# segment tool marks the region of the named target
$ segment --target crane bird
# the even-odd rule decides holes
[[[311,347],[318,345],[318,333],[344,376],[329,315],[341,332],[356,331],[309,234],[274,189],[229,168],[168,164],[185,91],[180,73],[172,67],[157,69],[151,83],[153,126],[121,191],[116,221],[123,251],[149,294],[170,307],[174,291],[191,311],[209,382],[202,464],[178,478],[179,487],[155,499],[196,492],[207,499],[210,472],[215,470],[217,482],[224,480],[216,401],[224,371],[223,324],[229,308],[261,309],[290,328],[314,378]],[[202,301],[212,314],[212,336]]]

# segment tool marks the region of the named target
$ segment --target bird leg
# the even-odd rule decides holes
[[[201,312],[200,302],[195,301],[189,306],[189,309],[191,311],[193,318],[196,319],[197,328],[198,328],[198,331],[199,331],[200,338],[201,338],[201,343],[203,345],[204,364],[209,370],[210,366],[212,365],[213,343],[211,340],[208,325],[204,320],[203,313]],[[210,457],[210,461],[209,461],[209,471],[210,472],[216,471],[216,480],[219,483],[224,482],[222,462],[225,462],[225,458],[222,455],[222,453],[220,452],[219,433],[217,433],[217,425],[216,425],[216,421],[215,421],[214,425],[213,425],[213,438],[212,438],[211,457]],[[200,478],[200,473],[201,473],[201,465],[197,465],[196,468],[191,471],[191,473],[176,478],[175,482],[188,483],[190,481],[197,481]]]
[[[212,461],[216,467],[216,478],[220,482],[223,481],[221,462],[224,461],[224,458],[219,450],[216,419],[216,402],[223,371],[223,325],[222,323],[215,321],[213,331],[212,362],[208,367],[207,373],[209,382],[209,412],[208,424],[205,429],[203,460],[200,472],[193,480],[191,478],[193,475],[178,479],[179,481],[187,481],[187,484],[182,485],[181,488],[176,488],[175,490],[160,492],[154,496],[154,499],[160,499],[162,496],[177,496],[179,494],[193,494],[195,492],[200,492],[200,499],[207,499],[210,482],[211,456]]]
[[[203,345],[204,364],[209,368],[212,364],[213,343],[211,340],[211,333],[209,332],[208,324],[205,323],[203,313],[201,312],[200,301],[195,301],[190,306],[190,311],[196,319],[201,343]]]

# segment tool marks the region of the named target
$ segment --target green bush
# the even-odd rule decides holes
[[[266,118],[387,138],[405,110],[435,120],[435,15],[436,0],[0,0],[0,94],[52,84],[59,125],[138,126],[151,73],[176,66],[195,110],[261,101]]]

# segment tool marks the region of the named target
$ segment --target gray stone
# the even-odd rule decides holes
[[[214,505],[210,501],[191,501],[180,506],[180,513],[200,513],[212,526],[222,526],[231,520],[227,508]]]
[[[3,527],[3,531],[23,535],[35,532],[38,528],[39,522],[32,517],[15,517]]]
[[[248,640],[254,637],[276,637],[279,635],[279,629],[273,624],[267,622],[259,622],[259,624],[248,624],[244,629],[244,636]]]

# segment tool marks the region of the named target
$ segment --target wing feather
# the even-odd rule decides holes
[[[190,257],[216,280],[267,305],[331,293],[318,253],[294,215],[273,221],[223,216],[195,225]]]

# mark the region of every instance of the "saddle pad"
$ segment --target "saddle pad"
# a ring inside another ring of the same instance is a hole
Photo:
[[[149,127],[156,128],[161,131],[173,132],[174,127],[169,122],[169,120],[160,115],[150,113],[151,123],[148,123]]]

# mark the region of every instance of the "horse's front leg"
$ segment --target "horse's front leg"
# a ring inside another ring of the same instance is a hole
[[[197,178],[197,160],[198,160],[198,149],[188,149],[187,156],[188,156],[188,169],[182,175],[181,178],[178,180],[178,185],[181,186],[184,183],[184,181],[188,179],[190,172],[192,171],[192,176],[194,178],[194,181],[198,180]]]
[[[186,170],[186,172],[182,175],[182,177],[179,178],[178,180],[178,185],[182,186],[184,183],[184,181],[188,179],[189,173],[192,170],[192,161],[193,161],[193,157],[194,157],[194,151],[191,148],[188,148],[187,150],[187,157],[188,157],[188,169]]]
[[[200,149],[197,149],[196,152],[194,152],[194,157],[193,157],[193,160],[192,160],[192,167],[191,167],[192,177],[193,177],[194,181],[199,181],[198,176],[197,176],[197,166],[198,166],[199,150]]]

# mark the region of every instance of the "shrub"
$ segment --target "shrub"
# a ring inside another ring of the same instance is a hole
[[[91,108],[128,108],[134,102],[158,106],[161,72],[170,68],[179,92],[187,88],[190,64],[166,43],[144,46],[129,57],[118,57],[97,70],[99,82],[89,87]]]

────────────────────────────────────────

#### BRIEF:
Gather each line of the entries above that contains the word "every", and copy those lines in full.

#### RESULT OF THIS EXERCISE:
# mark the region of every instance of the "saddle pad"
# mark the region of every instance of the "horse's front leg"
# mark the region of every instance of the "shrub"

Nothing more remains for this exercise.